■ Work to be completed
Each line of the listing that contains "measured" should be found and copied.

■ Provided material
======

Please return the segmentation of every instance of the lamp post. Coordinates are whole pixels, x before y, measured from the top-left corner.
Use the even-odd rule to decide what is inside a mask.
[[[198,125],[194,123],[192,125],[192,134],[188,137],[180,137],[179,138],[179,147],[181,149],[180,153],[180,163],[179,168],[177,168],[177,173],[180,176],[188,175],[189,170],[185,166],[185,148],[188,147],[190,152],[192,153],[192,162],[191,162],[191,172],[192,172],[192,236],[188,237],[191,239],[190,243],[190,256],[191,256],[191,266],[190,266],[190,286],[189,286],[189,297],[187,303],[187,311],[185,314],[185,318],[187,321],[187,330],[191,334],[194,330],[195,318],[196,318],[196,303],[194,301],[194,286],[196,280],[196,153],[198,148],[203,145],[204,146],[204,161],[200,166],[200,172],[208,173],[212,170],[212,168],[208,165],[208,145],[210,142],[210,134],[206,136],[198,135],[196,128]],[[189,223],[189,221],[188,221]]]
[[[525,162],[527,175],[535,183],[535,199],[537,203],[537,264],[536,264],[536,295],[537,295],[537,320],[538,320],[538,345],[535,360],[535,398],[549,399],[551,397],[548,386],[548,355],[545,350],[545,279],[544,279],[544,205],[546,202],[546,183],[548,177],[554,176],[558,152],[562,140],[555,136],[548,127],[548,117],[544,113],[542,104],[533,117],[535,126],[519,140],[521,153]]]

======

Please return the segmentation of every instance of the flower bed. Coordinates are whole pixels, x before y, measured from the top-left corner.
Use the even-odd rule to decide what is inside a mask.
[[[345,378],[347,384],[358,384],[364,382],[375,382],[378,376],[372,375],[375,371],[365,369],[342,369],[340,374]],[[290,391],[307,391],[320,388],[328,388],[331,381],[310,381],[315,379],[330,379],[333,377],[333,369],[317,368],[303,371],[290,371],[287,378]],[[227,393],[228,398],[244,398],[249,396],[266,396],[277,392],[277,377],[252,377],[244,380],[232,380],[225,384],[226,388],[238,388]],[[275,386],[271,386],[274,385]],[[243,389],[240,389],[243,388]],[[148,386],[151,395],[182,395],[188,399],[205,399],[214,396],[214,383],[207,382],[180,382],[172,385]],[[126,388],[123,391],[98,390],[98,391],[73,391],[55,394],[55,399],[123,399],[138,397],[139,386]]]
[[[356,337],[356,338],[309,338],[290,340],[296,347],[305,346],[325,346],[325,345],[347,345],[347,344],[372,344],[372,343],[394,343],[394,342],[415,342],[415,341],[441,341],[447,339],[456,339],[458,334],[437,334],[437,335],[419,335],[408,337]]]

======

■ Exercise result
Please return the segmentation of every instance of the lamp post. Coordinates are whole pixels, x before y, measured from the top-left corner.
Please return the segmentation of every instance of the flower bed. Coordinates are whole pixels, x before y, measured from the top-left corner.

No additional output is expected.